** ASSIGNMENT **
In the output, include exactly the lines from the beginning of the records up to and including the one that contains "Target: dragon's head", and leave out the pictures.

Saved data entries:
--------------------------------

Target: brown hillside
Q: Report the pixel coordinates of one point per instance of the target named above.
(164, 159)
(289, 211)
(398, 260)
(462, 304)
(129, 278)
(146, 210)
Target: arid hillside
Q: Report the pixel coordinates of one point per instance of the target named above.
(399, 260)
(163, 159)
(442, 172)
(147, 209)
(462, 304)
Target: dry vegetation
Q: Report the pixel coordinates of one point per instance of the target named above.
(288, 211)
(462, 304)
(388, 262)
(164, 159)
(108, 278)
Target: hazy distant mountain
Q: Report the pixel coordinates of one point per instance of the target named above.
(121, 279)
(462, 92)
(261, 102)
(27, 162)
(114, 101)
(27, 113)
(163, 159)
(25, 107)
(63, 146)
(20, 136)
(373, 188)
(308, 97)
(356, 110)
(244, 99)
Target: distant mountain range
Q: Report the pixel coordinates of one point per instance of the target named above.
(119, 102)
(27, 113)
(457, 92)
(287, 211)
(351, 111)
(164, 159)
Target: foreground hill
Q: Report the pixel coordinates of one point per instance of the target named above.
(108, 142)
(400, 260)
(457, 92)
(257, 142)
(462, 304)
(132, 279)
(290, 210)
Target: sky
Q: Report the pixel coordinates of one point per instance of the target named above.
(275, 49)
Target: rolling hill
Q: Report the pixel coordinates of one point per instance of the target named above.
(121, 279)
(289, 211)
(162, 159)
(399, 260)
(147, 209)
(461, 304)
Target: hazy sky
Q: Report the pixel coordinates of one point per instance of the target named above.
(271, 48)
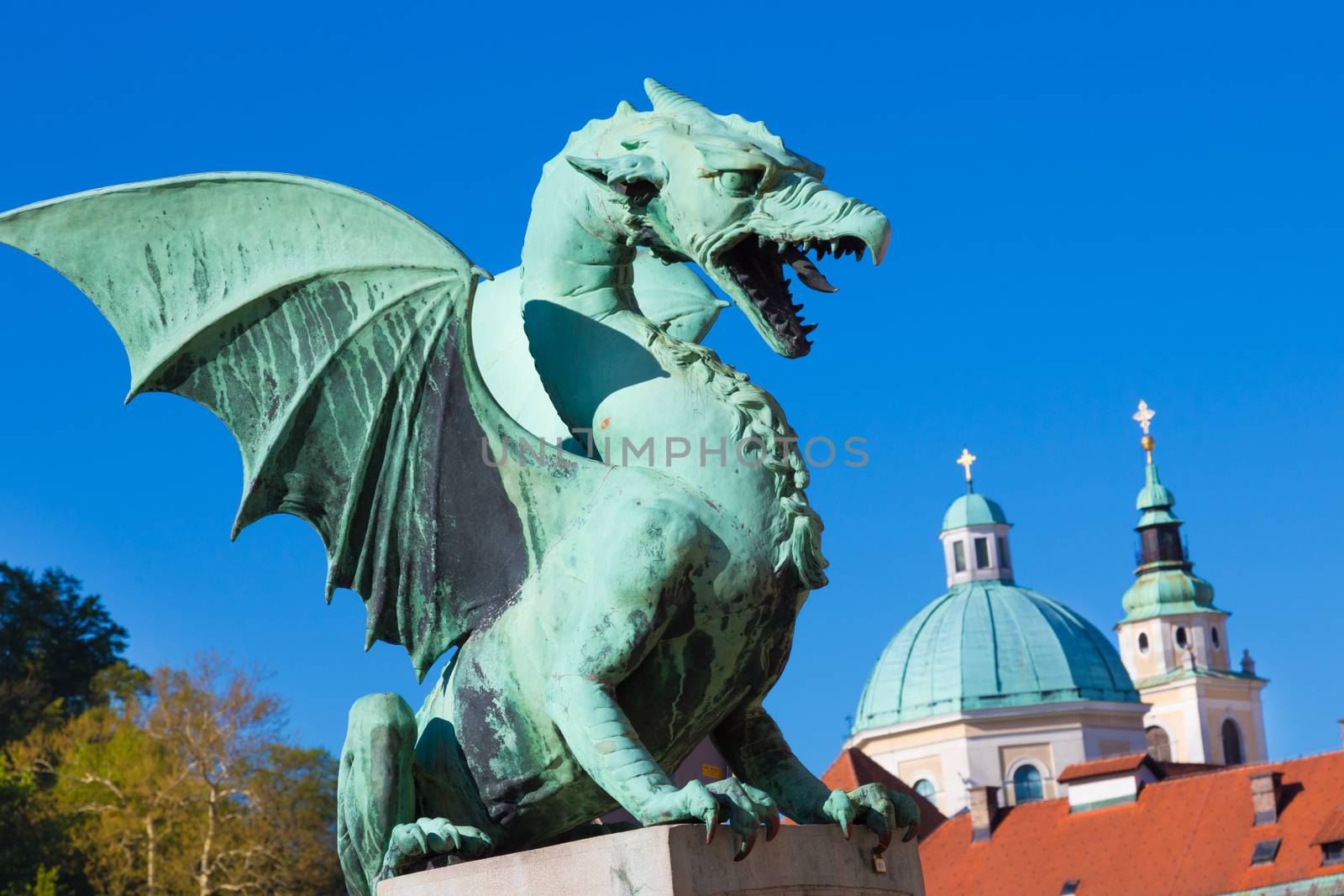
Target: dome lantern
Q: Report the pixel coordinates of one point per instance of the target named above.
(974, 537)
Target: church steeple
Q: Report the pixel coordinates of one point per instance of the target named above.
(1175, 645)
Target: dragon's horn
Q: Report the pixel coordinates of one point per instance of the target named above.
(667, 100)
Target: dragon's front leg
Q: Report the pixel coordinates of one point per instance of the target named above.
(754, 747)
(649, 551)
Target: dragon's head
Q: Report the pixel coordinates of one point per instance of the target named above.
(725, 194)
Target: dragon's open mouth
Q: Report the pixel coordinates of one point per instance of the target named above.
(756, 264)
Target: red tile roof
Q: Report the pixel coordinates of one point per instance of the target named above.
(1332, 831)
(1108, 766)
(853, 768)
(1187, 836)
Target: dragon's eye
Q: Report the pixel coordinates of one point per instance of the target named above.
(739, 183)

--------------------------------

** TASK OUTPUT **
Target: brown hillside
Q: Report the pixel coordinates of one point per instance of the target named above.
(164, 159)
(289, 211)
(398, 260)
(462, 304)
(129, 278)
(146, 210)
Target: arid hillside
Q: Report the pixel coordinates of one point per instance of the target named above.
(399, 260)
(163, 159)
(442, 172)
(147, 209)
(462, 304)
Target: dry vegetation
Q: Report the pixel coordinates of one point per instance of the target named above.
(288, 211)
(462, 304)
(388, 262)
(164, 159)
(108, 278)
Target: hazy distant mountain
Q: Report the pixel coordinates of one point per instance of the target named above.
(121, 279)
(462, 92)
(261, 102)
(27, 162)
(114, 101)
(27, 113)
(163, 159)
(25, 107)
(63, 146)
(20, 136)
(373, 188)
(308, 97)
(356, 110)
(244, 99)
Target: distant mountain range
Q: Report the pixel coordinates of one point per instance of the target named above.
(119, 102)
(27, 113)
(457, 92)
(287, 211)
(351, 111)
(164, 159)
Target: foreground hill
Q: Report the pixel coordinates of one point per instance of the target named above.
(108, 142)
(400, 260)
(457, 92)
(257, 142)
(462, 304)
(132, 279)
(290, 210)
Target: sky
Q: Report the pixel coordinates of one point per instance of the target named above.
(275, 49)
Target: rolling hill
Q: Report the pixel coordinates of one point per instance of the target named above.
(121, 279)
(289, 211)
(162, 159)
(399, 260)
(147, 209)
(461, 304)
Target: hazy sky
Q: Report the pixel coordinates of one point per instance of the target named above.
(271, 48)
Target: dome lantern
Q: Report the pixel coordinates of one point per instance of the target named above.
(974, 537)
Target: church steeple
Q: Report the pixel coordinates of one point per instance of the target named above.
(1175, 645)
Target: dragon's horn
Q: Report the pixel coordinates of one point per instance of the target named above.
(667, 100)
Target: dragon's front leg
Q: Report the pixel coordinates of one point per instance of the target named above.
(754, 747)
(649, 551)
Target: dragon's head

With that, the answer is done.